● PROBLEM DETAILS:
What is needed here is a faithful repeat of every entry, with no character changed.

● DATA SECTION:
========

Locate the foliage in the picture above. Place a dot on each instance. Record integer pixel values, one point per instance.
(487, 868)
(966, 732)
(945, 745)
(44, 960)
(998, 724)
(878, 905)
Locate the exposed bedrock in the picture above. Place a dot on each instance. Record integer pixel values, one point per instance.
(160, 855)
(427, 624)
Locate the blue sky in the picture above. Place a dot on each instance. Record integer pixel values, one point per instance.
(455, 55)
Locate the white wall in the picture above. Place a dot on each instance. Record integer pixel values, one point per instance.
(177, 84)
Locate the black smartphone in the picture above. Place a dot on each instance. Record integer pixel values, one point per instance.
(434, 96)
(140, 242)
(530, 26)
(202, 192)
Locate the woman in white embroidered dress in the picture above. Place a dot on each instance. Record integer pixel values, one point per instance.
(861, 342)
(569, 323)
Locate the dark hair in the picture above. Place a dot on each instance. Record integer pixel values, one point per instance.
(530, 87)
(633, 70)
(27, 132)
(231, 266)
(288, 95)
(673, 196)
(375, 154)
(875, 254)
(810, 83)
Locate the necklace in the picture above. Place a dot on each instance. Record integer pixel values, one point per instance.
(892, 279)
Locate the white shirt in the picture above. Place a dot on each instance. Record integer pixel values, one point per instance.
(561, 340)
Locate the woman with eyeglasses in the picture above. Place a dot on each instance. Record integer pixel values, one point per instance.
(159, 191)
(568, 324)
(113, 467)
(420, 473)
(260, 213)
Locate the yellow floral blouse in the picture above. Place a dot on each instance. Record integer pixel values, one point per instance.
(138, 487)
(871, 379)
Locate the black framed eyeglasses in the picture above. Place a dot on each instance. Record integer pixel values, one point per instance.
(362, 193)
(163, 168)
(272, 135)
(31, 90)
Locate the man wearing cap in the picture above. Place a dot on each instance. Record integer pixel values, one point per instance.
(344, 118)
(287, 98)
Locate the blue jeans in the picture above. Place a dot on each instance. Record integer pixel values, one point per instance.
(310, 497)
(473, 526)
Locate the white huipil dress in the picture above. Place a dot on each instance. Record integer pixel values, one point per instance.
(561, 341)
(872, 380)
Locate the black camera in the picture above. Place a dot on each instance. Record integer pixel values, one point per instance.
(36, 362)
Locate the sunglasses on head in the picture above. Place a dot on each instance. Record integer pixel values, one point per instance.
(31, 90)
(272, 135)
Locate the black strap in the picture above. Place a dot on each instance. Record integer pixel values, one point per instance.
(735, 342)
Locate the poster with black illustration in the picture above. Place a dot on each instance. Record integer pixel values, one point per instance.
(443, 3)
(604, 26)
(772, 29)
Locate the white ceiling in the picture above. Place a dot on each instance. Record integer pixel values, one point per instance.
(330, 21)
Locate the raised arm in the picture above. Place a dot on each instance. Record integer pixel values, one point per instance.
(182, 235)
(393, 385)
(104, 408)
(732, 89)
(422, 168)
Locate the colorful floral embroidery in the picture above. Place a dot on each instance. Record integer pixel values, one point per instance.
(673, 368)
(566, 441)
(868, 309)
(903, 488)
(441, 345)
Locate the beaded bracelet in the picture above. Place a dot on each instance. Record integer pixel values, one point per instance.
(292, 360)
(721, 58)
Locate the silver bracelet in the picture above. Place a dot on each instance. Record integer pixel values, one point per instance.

========

● EXERCISE OUTPUT:
Locate the foliage in the picture above. Place a dot on each instance. Record integer pixel values, one point per instance.
(487, 868)
(966, 732)
(945, 745)
(44, 960)
(998, 724)
(878, 905)
Locate the exposed bedrock in the picture above. Place a dot on each instance. Record integer pixel values, one point per instance.
(160, 855)
(427, 624)
Locate the blue sky in the picture above. Place a dot on each instance. Record integer pixel values, one point per instance.
(455, 55)
Locate the white wall in the picture above. Place a dot on each instance. Record integer pixel values, one point per instance.
(177, 84)
Locate the black smartphone in the picture above. Place a dot on each instance. Record integer pixel values, one point per instance.
(434, 96)
(140, 242)
(530, 26)
(202, 192)
Locate the woman in white embroidered dress in the picture above. Place a dot on each instance. Record integer pixel values, one point per instance.
(861, 342)
(569, 323)
Locate the dark hair in the picture above. Place a dot on each instance. Record integer pixel values, one point per instance.
(530, 87)
(633, 70)
(27, 132)
(231, 266)
(288, 95)
(673, 196)
(375, 154)
(875, 254)
(810, 83)
Locate the necklace in the picture above. Place a dot on each instance. Record integer pixel values, one point per instance.
(892, 279)
Locate the white shirt in the picture above. Place a dot on each instance. Record integer pixel values, one point per instance.
(561, 340)
Locate the woman with eyeglasses in the picture above. Place a dot on each instance. Record integer pixel values, one point per instance.
(159, 191)
(568, 324)
(113, 467)
(420, 473)
(260, 213)
Locate the yellow floral blouse in the picture above. Place a dot on each instance. Record integer pixel values, one point per instance.
(138, 487)
(871, 379)
Locate the black framed eyeglasses in the picture above. Place a dot on each instance. Record integer pixel values, one point per instance.
(362, 193)
(163, 168)
(272, 135)
(31, 90)
Locate the man wearing cap in the picture above. Place a dot on each instance. Record integer pixel values, one point per instance.
(344, 118)
(287, 98)
Locate the blue jeans in the picture above. Place a dot on each instance. Record integer pixel values, one point per instance.
(310, 497)
(473, 526)
Locate the white huipil dress in the picture above. Place a dot on each instance. Record integer pixel values, one point per instance.
(561, 341)
(872, 380)
Locate the black camera in the picture above. Place a dot on each instance. Record integer pixel values, one point per instance.
(36, 362)
Locate the sunglasses on head in the picture above. Place a dot on each instance. Record integer pixel values, one point per instance.
(31, 90)
(272, 135)
Locate the black strap in the picture above. Place a dot on each instance. Record integer pixel values, one point per instance.
(735, 342)
Locate the poster with black illustration in the picture above. Place a dot on each instance. Record integer pixel values, one point per instance.
(443, 3)
(604, 26)
(772, 29)
Locate the white ceiling in the picture above. Place a dot on each instance. Record integer pixel values, one point per instance.
(330, 21)
Locate the raised arm in the picture above. Place a dot on each instance. Record integer pixel values, one point per instance.
(182, 235)
(393, 385)
(104, 408)
(732, 89)
(422, 168)
Locate the colorful floral embroidery in the picture above. Place a dot on each instance. Record integer pixel values, one point per instance.
(673, 368)
(566, 441)
(868, 309)
(903, 488)
(441, 345)
Locate the beaded bracelet in the picture above. Place a dot on each instance. Record integer pixel values, one point per instance.
(292, 360)
(721, 58)
Locate the silver bracelet in the picture above. Place a dot on each instance. Record integer pixel values, one point per instance.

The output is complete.